Text-to-speech models handle audio generation:

# Example TTS call
async def generate_speech(text, model="tts-1", voice="alloy"):
    from litellm import atts

    try:
        response = await atts(
            text=text,
            model=model,
            voice=voice
        )
        return response
    except Exception as e:
        # Error handling
        raise

Image Generation Models

VT.ai supports advanced image generation capabilities with multiple models:

# Example image generation call
async def generate_image(prompt, **kwargs):
 # Configure settings for image generation
 image_size = settings.get(SETTINGS_IMAGE_GEN_IMAGE_SIZE)  # 1024x1024, 1536x1024, etc.
 image_quality = settings.get(SETTINGS_IMAGE_GEN_IMAGE_QUALITY)  # "standard", "high"
 background = settings.get(SETTINGS_IMAGE_GEN_BACKGROUND)  # "auto", "transparent"
 output_format = settings.get(SETTINGS_IMAGE_GEN_OUTPUT_FORMAT)  # "png", "jpeg"

Assigned task:
In the excerpt, which voice does the generate_speech function use by default?

Stored items:

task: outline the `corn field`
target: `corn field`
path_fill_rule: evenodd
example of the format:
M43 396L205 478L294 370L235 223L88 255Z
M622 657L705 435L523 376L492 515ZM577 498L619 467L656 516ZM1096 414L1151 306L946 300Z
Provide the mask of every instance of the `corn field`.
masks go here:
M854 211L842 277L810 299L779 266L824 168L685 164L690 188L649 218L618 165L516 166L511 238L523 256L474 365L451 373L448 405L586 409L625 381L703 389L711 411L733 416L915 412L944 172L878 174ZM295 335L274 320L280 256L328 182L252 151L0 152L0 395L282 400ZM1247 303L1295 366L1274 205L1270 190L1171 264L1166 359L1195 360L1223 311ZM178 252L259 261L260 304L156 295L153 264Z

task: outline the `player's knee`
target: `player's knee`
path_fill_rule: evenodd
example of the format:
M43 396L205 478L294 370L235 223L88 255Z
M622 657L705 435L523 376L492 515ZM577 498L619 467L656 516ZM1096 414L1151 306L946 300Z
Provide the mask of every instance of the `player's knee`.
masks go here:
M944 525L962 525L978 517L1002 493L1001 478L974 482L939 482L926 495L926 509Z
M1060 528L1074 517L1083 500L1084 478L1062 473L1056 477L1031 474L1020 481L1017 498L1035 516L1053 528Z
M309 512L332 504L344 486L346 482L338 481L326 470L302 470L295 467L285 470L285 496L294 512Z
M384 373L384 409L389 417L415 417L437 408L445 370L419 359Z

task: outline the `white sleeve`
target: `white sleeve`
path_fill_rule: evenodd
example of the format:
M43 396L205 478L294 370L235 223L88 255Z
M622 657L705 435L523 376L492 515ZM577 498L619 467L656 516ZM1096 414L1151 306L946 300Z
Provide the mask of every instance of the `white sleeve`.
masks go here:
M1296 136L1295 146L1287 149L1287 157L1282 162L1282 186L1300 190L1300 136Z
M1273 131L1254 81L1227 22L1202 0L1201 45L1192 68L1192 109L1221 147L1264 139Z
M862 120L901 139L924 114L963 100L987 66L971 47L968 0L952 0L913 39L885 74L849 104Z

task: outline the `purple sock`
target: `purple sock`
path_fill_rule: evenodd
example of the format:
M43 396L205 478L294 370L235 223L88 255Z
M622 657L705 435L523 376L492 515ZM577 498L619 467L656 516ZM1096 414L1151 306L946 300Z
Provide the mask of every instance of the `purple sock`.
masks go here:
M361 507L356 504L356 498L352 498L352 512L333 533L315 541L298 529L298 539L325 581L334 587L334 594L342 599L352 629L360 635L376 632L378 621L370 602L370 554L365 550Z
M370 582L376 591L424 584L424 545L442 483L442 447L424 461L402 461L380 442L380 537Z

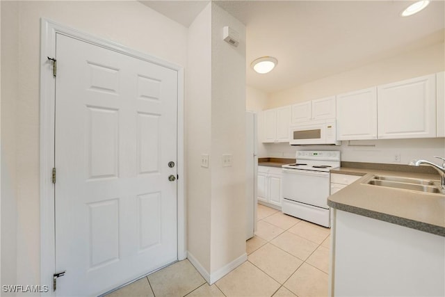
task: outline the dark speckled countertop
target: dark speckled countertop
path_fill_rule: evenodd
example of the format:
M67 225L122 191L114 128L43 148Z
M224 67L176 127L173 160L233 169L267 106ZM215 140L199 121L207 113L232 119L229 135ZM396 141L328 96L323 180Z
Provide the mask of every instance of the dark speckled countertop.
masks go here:
M258 158L259 166L281 167L282 165L295 163L295 159Z
M388 167L387 164L371 166L372 169L366 169L362 166L353 168L344 165L342 162L342 167L332 170L331 173L355 175L362 177L329 196L329 206L445 236L445 195L366 184L373 175L438 180L439 175L432 174L436 172L434 169L431 172L429 168L424 166L414 168L407 166L401 166L396 168L391 167L391 165Z

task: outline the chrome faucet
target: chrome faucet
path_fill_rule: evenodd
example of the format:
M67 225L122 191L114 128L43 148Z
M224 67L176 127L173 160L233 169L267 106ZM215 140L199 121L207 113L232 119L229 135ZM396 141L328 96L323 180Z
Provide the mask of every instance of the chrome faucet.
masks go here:
M440 187L442 190L442 193L445 193L445 158L442 158L442 156L435 156L435 158L438 158L442 160L442 166L439 166L439 165L435 164L434 163L430 162L426 160L412 160L408 165L411 165L412 166L419 166L421 164L428 165L433 168L435 168L440 175Z

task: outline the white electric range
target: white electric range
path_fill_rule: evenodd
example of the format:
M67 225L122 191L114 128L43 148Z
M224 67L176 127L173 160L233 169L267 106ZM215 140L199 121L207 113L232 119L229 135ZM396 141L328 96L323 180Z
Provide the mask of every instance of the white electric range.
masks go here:
M330 227L330 171L340 167L339 151L298 151L296 163L283 165L283 213Z

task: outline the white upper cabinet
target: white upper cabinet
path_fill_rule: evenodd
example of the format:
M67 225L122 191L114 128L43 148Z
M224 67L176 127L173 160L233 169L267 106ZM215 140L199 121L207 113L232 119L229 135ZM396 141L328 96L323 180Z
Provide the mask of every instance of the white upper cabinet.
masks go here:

Solved problem:
The default voice is "alloy".